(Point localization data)
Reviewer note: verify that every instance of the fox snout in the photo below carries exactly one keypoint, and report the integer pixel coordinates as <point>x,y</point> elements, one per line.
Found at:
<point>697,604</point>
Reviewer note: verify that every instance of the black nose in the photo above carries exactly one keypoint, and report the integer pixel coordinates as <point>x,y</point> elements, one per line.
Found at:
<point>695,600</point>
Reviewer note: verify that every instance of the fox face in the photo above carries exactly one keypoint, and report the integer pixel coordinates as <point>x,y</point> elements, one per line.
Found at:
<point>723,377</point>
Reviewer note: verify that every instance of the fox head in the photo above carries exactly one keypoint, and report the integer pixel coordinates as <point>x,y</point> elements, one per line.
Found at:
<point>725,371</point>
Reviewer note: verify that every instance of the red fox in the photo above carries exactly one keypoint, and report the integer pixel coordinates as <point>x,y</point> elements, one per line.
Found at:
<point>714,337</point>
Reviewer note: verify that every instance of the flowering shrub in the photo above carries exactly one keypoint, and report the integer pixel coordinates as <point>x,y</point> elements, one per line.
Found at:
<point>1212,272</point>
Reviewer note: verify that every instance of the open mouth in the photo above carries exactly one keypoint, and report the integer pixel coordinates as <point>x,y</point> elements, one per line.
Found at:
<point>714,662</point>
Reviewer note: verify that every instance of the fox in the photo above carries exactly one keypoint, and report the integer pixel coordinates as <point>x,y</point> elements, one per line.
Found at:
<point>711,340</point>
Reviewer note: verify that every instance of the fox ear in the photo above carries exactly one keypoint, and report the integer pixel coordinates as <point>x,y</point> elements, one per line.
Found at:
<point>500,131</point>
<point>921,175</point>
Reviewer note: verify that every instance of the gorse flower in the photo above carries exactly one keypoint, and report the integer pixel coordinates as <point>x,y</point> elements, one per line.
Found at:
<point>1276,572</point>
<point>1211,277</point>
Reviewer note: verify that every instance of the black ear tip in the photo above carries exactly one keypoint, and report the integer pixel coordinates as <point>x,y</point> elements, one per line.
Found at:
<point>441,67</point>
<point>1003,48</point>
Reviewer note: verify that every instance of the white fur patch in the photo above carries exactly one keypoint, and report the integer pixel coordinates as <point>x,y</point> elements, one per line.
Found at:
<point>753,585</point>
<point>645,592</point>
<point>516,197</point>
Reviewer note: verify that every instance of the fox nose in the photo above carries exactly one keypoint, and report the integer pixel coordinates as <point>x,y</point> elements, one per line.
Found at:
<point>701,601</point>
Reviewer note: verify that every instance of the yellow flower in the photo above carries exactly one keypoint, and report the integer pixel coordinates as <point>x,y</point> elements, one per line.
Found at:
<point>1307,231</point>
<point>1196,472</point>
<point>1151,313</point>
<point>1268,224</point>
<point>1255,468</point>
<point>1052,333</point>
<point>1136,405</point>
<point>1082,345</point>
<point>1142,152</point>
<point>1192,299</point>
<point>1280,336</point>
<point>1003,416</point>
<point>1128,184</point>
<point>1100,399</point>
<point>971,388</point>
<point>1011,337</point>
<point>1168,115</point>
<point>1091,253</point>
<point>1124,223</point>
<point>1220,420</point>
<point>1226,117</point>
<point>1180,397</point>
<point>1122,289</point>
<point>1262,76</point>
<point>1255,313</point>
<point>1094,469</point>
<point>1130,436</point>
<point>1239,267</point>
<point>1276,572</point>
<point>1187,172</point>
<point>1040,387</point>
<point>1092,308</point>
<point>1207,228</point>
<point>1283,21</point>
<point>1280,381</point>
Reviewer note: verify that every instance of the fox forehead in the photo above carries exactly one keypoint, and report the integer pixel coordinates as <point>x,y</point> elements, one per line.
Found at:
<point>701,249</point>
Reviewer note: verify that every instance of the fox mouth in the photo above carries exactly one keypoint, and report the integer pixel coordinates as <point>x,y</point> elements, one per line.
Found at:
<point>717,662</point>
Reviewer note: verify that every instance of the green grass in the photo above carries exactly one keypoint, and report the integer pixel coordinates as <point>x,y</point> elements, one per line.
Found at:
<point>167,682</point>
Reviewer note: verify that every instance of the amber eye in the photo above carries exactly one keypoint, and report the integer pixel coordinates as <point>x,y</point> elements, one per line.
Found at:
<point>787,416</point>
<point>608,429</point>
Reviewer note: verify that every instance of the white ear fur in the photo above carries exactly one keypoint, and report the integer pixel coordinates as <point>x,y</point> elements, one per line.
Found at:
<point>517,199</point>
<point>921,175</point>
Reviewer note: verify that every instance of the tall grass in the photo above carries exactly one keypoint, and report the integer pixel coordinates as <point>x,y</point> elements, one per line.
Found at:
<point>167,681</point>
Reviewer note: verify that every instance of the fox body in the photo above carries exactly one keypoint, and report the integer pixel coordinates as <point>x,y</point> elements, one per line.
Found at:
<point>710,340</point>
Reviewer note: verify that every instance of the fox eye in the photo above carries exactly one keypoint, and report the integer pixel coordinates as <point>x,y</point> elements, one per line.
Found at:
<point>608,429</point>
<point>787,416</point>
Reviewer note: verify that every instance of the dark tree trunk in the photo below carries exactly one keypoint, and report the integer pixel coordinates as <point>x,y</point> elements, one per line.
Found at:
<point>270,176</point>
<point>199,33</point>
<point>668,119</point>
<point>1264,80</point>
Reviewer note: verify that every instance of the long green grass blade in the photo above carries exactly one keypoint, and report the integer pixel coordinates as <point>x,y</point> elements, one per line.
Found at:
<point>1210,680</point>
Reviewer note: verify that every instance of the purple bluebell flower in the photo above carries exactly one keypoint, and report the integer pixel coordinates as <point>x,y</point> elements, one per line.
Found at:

Work required - Restate word for word the entries above, starting at the line with "Reviewer note: verify that every instance of the fox ear" and ending at the line with "Reviewer note: verify that every instance of the yellow", inclusive, and no others.

Task output -
Reviewer note: verify that every instance of the fox ear in the photo above carries exactly one keypoint, and report the integer pixel coordinates as <point>x,y</point> elements, one per line.
Found at:
<point>500,131</point>
<point>921,175</point>
Reviewer note: verify that every instance of the gorse flower in the photo above carries exactly one keypoint, and report the integer pixel coordinates as <point>x,y</point> elements, one per line.
Found at:
<point>1276,572</point>
<point>1211,277</point>
Reviewer note: verify that every instance of the black ear tip in the photo above carries exactly one keypoint, and report the integer pixel coordinates as <point>x,y</point> elements, one per line.
Found at:
<point>441,67</point>
<point>1003,48</point>
Reviewer note: verify that every instance of the white fur patch in the photo above carries exactly one keypoint, and report the integer pixel coordinates as <point>x,y</point> elements, one per line.
Found at:
<point>753,585</point>
<point>645,592</point>
<point>516,197</point>
Reviewer note: verify that every instance of the fox nose in the photo above carries exactly one keypoint, and report the integer pixel coordinates as <point>x,y</point> elements, one per line.
Found at:
<point>701,601</point>
Reviewer note: verify that every instance of the yellow flower in the photo above carries exactly one keypoint, and report the integer pixel coordinates as <point>x,y</point> elements, one per line.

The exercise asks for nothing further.